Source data

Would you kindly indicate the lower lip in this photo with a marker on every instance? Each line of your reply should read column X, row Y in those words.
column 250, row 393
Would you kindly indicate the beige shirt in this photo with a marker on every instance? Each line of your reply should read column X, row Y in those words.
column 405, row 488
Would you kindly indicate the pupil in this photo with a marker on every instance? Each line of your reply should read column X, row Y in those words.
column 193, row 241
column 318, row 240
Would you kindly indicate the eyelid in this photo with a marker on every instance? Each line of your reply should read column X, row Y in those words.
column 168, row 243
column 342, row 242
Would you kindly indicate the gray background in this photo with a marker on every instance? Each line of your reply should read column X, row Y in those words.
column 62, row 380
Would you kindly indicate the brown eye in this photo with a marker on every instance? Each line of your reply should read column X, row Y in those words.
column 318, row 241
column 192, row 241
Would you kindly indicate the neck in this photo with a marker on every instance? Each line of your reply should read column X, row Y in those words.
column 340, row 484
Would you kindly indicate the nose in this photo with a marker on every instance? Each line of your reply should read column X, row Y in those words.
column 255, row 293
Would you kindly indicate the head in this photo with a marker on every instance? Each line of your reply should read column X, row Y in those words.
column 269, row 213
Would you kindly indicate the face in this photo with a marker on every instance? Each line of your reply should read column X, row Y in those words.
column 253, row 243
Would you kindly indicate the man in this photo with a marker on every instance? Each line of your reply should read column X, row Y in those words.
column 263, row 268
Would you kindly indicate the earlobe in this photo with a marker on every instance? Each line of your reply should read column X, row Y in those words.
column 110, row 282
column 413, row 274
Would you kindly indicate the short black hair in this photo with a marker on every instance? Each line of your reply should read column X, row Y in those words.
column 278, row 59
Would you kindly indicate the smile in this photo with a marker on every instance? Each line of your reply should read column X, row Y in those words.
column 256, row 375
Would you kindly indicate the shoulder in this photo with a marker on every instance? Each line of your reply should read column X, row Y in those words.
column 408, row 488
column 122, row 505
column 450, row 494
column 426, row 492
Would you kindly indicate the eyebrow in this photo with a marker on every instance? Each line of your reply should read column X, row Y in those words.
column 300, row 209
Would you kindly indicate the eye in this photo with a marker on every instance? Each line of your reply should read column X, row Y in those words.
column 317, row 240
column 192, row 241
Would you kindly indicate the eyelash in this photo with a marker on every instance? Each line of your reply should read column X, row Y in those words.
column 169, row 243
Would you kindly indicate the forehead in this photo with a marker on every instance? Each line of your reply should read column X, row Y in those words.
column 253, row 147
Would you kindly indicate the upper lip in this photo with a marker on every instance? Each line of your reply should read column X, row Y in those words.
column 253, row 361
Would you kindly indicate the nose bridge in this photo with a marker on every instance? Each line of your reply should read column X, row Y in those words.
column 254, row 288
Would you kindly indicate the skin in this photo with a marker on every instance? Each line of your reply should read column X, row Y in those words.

- _PROMPT_:
Write all the entries out again exactly as they are.

- _ANSWER SPACE_:
Would you kindly indicate the lower lip in this photo with a marker on every instance? Each line of your reply should read column X, row Y in those words.
column 250, row 393
Would you kindly indicate the beige shirt in this photo with a marker on every instance? Each line of your reply should read column X, row Y in those words.
column 405, row 488
Would you kindly indicate the pupil in this photo with a marker on every instance? Each line of your reply should read column X, row Y in those words.
column 193, row 241
column 318, row 240
Would you kindly indicate the eyelid in this photo with a marker on every instance? Each line of your reply should read column X, row Y in those words.
column 168, row 243
column 342, row 242
Would you kindly indicate the gray background in this photo with a marker on every instance? Each line of your reply should read column X, row Y in those words.
column 62, row 380
Would you kindly indicate the brown eye in this photo with a marker on every instance? Each line of your reply should read column X, row Y in those words.
column 318, row 241
column 192, row 241
Would you kindly indicate the neck in this photo with a marker on every instance? Each line of your reply should read column X, row Y in those words.
column 340, row 484
Would you kindly indicate the nose in this photo with a marker on every instance? Each line of your reply should read column X, row Y in those words.
column 255, row 293
Would you kindly indicate the head in this photo with a marker on every instance? Each line of your reply should read column X, row Y in those words.
column 269, row 213
Would you kindly indicate the face in this photo with a marker on every instance? Each line of your reply should read column X, row Y in those words.
column 253, row 243
Would you kindly indicate the man in this photo with a marker on every instance? Each line of your reply should read column X, row Y in those words.
column 263, row 268
Would you kindly indicate the earlobe in this photo with a marker on every instance? Each line of your reply should read column X, row Y in those words.
column 110, row 282
column 413, row 274
Would you kindly indicate the short black hair in this photo with a marker on every instance? Each line of your reply should read column X, row Y in those words.
column 278, row 59
Would you kindly indicate the smile in this photo with a marker on every instance? Each line of your reply should read column X, row Y in those words.
column 256, row 375
Would you kindly indicate the shoulder in this photo with a marker on every instance? Each line of your reply should read column X, row Y in those words.
column 408, row 488
column 122, row 505
column 450, row 494
column 426, row 492
Would you kindly indicate the eyebrow in this photo with a marker on every instance? Each line of your reply should read column X, row Y in those words.
column 300, row 209
Would you kindly indicate the eye in this photo with a marker on every instance? Each line of your reply should read column X, row Y in those words.
column 317, row 240
column 192, row 241
Would you kindly indicate the eyelash in this photo with a marker on every instance? Each line of your reply should read column X, row Y in those words.
column 169, row 243
Would you kindly indicate the forehead in this photo with a marker on every instance? Each line of your reply should read column X, row Y in those words.
column 253, row 147
Would you kindly indicate the upper lip in this photo with a marker on every instance? Each line of your reply should read column X, row Y in those words.
column 253, row 361
Would you kindly indicate the nose bridge in this photo with a marker on every instance? Each line of your reply should read column X, row Y in those words.
column 254, row 288
Would you kindly indicate the skin in this photo with a marker on every instance? Each line of your reply should read column X, row Y in those words.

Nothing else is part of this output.